[Collected data entries]
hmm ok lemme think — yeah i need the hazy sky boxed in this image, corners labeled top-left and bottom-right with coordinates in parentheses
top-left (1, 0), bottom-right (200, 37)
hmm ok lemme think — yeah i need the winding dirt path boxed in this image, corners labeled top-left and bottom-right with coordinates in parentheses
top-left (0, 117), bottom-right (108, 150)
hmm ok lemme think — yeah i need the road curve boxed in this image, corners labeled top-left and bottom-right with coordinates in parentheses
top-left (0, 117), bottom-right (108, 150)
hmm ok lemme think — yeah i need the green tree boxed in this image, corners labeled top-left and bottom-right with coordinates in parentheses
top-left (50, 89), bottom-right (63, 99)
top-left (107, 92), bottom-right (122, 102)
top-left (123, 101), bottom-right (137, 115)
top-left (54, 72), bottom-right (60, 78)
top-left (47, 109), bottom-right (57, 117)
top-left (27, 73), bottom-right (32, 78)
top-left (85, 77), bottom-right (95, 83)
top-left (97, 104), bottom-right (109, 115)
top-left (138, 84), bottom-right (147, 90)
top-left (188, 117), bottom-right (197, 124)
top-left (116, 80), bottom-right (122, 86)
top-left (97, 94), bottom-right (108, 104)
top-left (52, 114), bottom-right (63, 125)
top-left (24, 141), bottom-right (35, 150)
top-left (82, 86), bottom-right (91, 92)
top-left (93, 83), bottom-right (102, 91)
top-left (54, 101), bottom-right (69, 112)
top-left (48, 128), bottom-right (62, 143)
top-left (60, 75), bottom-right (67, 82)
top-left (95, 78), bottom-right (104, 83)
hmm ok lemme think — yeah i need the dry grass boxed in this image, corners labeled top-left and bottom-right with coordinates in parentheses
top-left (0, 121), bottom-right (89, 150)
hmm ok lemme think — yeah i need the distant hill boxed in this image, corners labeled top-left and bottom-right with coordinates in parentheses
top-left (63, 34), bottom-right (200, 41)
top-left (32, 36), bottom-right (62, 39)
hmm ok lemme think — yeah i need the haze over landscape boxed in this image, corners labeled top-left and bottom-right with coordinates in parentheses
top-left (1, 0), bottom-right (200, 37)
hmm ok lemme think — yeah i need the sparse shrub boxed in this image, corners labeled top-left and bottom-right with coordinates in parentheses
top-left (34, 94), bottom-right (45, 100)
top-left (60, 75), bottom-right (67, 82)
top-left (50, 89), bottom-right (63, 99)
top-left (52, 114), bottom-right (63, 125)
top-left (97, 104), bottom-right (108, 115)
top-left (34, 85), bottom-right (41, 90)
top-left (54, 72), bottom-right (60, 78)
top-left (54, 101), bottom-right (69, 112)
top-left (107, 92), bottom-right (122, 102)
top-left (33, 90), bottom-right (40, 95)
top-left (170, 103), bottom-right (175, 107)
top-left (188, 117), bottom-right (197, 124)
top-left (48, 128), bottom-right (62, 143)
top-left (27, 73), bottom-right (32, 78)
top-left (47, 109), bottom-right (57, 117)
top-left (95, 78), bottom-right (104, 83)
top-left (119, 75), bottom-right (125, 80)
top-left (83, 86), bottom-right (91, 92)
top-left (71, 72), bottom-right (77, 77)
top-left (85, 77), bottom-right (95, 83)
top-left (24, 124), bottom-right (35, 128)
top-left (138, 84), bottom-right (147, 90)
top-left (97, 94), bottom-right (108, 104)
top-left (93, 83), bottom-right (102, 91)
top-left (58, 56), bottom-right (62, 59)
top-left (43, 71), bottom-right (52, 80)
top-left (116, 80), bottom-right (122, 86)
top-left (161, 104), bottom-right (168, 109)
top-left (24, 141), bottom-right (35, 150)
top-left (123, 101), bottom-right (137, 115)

• [WHAT IS BEING ASKED]:
Reproduce all records exactly, without omissions.

• [OUTPUT OF THE TASK]:
hmm ok lemme think — yeah i need the hazy sky boxed in this image, corners labeled top-left and bottom-right with coordinates in parentheses
top-left (1, 0), bottom-right (200, 37)
hmm ok lemme think — yeah i need the winding dirt path boxed in this image, corners labeled top-left and bottom-right with coordinates in parentheses
top-left (0, 117), bottom-right (108, 150)
hmm ok lemme think — yeah i need the road curve boxed in this image, corners labeled top-left and bottom-right with coordinates in parentheses
top-left (0, 117), bottom-right (108, 150)
hmm ok lemme think — yeah i need the green tree boxed in this image, corners labeled top-left and bottom-right with coordinates in parentheses
top-left (50, 89), bottom-right (63, 99)
top-left (107, 92), bottom-right (122, 102)
top-left (123, 101), bottom-right (137, 115)
top-left (54, 72), bottom-right (60, 78)
top-left (47, 109), bottom-right (57, 117)
top-left (27, 73), bottom-right (32, 78)
top-left (85, 77), bottom-right (95, 83)
top-left (97, 104), bottom-right (109, 115)
top-left (138, 84), bottom-right (147, 90)
top-left (188, 117), bottom-right (197, 124)
top-left (116, 80), bottom-right (122, 86)
top-left (97, 94), bottom-right (108, 104)
top-left (52, 114), bottom-right (63, 125)
top-left (24, 141), bottom-right (35, 150)
top-left (82, 86), bottom-right (91, 92)
top-left (93, 83), bottom-right (102, 91)
top-left (54, 101), bottom-right (69, 112)
top-left (48, 128), bottom-right (62, 143)
top-left (60, 75), bottom-right (67, 82)
top-left (95, 78), bottom-right (104, 83)
hmm ok lemme think — yeah i need the dry grass boxed in this image, corners labeled top-left and bottom-right with coordinates in parentheses
top-left (0, 121), bottom-right (89, 150)
hmm ok lemme think — yeah i need the distant hill boxed in this image, corners labeled top-left and bottom-right with coordinates in parentheses
top-left (63, 34), bottom-right (200, 41)
top-left (32, 36), bottom-right (62, 39)
hmm ok lemme think — yeah i need the haze over landscape boxed in this image, corners labeled top-left and bottom-right with coordinates in parentheses
top-left (1, 0), bottom-right (200, 37)
hmm ok lemme think — yeah i need the sparse shrub boxed in this image, corners labeled top-left and bottom-right with coordinates in parentheses
top-left (34, 94), bottom-right (45, 100)
top-left (60, 75), bottom-right (67, 82)
top-left (50, 89), bottom-right (63, 99)
top-left (52, 114), bottom-right (63, 125)
top-left (97, 104), bottom-right (108, 115)
top-left (34, 85), bottom-right (41, 90)
top-left (54, 72), bottom-right (60, 78)
top-left (54, 101), bottom-right (69, 112)
top-left (107, 92), bottom-right (122, 102)
top-left (33, 90), bottom-right (40, 95)
top-left (170, 103), bottom-right (175, 107)
top-left (188, 117), bottom-right (197, 124)
top-left (48, 128), bottom-right (62, 143)
top-left (27, 73), bottom-right (32, 78)
top-left (47, 109), bottom-right (57, 117)
top-left (95, 78), bottom-right (104, 83)
top-left (119, 75), bottom-right (125, 80)
top-left (83, 86), bottom-right (91, 92)
top-left (71, 72), bottom-right (77, 77)
top-left (85, 77), bottom-right (95, 83)
top-left (24, 124), bottom-right (35, 128)
top-left (138, 84), bottom-right (147, 90)
top-left (97, 94), bottom-right (108, 104)
top-left (93, 83), bottom-right (102, 91)
top-left (58, 56), bottom-right (62, 59)
top-left (43, 71), bottom-right (52, 80)
top-left (116, 80), bottom-right (122, 86)
top-left (161, 104), bottom-right (168, 109)
top-left (24, 141), bottom-right (35, 150)
top-left (123, 101), bottom-right (137, 115)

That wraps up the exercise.